### TO BE DONE
Print all of the lines exactly. Any picture among them stays out.

### ENTRIES PROVIDED
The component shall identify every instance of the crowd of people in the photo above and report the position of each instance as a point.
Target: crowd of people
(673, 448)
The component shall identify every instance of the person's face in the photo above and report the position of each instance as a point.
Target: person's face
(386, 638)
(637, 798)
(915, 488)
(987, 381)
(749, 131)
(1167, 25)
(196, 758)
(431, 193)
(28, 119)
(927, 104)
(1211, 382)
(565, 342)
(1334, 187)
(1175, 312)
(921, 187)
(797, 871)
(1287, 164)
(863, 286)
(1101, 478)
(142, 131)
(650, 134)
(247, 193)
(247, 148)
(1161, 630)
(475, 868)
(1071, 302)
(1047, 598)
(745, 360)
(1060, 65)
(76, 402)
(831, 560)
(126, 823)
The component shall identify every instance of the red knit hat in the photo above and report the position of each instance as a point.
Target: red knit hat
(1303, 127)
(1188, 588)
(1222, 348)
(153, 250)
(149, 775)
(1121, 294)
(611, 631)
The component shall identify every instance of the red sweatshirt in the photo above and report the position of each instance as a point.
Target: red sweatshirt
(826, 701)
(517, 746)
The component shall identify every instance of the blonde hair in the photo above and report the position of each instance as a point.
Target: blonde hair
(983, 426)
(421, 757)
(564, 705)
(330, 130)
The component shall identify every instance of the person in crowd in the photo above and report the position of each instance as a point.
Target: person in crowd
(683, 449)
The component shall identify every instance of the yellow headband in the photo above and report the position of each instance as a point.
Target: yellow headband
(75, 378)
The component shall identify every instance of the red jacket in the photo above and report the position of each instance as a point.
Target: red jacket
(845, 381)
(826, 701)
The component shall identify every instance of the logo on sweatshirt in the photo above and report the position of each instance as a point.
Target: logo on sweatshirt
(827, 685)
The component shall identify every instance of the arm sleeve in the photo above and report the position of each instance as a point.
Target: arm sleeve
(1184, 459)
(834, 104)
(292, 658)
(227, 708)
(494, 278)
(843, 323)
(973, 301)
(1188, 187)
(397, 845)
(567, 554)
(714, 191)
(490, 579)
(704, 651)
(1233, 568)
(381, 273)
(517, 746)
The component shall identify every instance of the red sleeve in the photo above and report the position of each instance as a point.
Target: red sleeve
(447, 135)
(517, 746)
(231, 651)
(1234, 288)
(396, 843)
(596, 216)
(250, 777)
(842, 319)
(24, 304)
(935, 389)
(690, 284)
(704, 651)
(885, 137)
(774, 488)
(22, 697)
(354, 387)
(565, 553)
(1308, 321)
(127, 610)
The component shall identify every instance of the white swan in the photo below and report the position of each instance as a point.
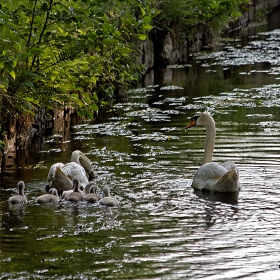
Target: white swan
(108, 200)
(92, 196)
(60, 175)
(212, 176)
(80, 158)
(20, 197)
(77, 194)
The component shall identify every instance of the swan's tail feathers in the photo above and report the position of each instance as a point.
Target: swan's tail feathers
(229, 181)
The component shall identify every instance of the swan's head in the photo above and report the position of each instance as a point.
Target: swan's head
(203, 119)
(106, 191)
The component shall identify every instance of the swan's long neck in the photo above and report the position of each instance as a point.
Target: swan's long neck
(210, 142)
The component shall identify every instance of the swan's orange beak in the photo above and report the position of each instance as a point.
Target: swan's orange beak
(191, 124)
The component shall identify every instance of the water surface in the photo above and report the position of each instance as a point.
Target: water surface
(163, 228)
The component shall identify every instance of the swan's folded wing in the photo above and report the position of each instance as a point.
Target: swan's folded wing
(74, 170)
(53, 170)
(228, 165)
(207, 175)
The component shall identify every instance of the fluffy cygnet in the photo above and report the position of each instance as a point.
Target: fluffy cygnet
(51, 197)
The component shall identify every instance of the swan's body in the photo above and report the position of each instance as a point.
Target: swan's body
(77, 194)
(108, 200)
(61, 175)
(51, 197)
(212, 176)
(20, 197)
(92, 197)
(88, 187)
(80, 158)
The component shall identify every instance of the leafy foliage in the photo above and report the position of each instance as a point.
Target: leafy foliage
(68, 53)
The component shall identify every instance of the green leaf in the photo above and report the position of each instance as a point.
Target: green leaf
(142, 37)
(4, 81)
(36, 51)
(13, 74)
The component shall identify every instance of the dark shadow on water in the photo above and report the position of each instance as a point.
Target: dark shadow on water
(228, 198)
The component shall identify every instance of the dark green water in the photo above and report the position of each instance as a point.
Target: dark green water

### ANSWER FOR THE TASK
The component shall identify every instance of the crowd of people in the photo above and report the position of each instance as a point.
Target: crowd of people
(673, 448)
The component shall identify every instance of the person's face in the photo above and report the position of each instance as a point.
Target: person's face
(386, 638)
(637, 798)
(915, 488)
(987, 381)
(749, 131)
(1167, 25)
(196, 758)
(431, 193)
(28, 119)
(927, 104)
(1211, 382)
(565, 342)
(1334, 187)
(1175, 312)
(921, 187)
(797, 871)
(1287, 164)
(863, 286)
(1101, 478)
(142, 131)
(650, 134)
(247, 193)
(247, 148)
(1161, 630)
(475, 868)
(1071, 302)
(1047, 598)
(745, 360)
(1060, 65)
(76, 402)
(831, 560)
(126, 823)
The component shall identify every instance of the red knit hat in the photo above and report the position of each instance as a point.
Target: red knit hat
(1303, 127)
(1188, 588)
(1222, 348)
(153, 250)
(149, 775)
(1121, 294)
(611, 631)
The component shall identify every instance of the red sweatshirt in the photo above and report the position of each instance as a point.
Target: red sweatshirt
(826, 701)
(517, 746)
The component shall identify every instance of the blonde hair in the photo above and report the position of each instance as a point.
Target: blonde hair
(983, 426)
(421, 757)
(564, 705)
(330, 130)
The component shall identify every instance of the person in crowd in the photo above and report the position of each instance as a point.
Target: person in crowd
(683, 449)
The component shall identify every instance of the yellow headband in the photo above and report the position of each instance as a point.
Target: yellow headband
(75, 378)
The component shall identify every instance of the red jacket in the photo above and report the position of each instance as a point.
Target: red jacket
(845, 381)
(826, 701)
The component shall identify every instance of the logo on sweatshirt in the photo above and report the position of each instance as a point.
Target: logo on sweatshirt
(827, 685)
The component shall identify every instance of the arm sleeve in the photo above and report the position of each instance as a point.
Target: arm sleeve
(1184, 459)
(834, 104)
(292, 658)
(227, 708)
(494, 278)
(843, 323)
(973, 301)
(1188, 187)
(397, 845)
(567, 554)
(714, 191)
(490, 579)
(704, 651)
(1233, 568)
(381, 273)
(517, 746)
The component shall identify every instance of the red sleeve in the photo above and report the position of each instance as a point.
Target: red sleeve
(447, 135)
(517, 746)
(231, 651)
(1234, 288)
(396, 843)
(596, 216)
(250, 777)
(842, 319)
(24, 304)
(935, 389)
(690, 284)
(704, 651)
(885, 137)
(774, 488)
(22, 697)
(354, 387)
(565, 553)
(1308, 321)
(127, 610)
The component shall identify every instance of the white swan in the photo below and report the position of each instance as a point.
Target: white swan
(108, 200)
(92, 196)
(60, 175)
(212, 176)
(80, 158)
(20, 197)
(77, 194)
The component shall identify every instance of the swan's tail feathers in the photo above and report the position of each instance as a point.
Target: swan's tail feathers
(229, 181)
The component shall identify every instance of the swan's head in the photo above and report the position of each instance as a point.
Target: swan's head
(203, 119)
(106, 191)
The component shall identify every instance of the swan's long neck in the photo above and report the position of each instance as a point.
Target: swan's long neck
(210, 142)
The component shall identify every instance of the swan's orange beak in the photo above and report the position of each instance as a point.
Target: swan's orange beak
(191, 124)
The component shall identify every instance of the water surface in the photo above and report the position of each instance as a point.
Target: water surface
(163, 228)
The component shall identify every instance of the swan's folded wing in the photo above and report the position of each instance as a point.
Target: swan's folded wing
(74, 170)
(53, 170)
(228, 165)
(207, 175)
The component shall identify every instance of the fluffy cygnet in the photo above and report the position of each instance as a point.
Target: fluffy cygnet
(51, 197)
The component shall identify every instance of the swan's body in the photo above and report the position of each instance as a point.
Target: swan's body
(77, 194)
(108, 200)
(61, 175)
(51, 197)
(212, 176)
(20, 197)
(92, 197)
(88, 187)
(80, 158)
The component shall identify every instance of the leafy foliage in the photo above and report the position of each instance as a point.
Target: leafy foliage
(68, 53)
The component shall identify every instance of the green leaf in the photo above and report the position of each instance as a point.
Target: green leaf
(142, 37)
(4, 81)
(36, 51)
(13, 74)
The component shall identify every instance of the dark shadow on water in the photo above and report the position of each instance as a point.
Target: dark shadow on water
(228, 198)
The component shall identify every instance of the dark green water in the photo above and report the position of each instance as a point.
Target: dark green water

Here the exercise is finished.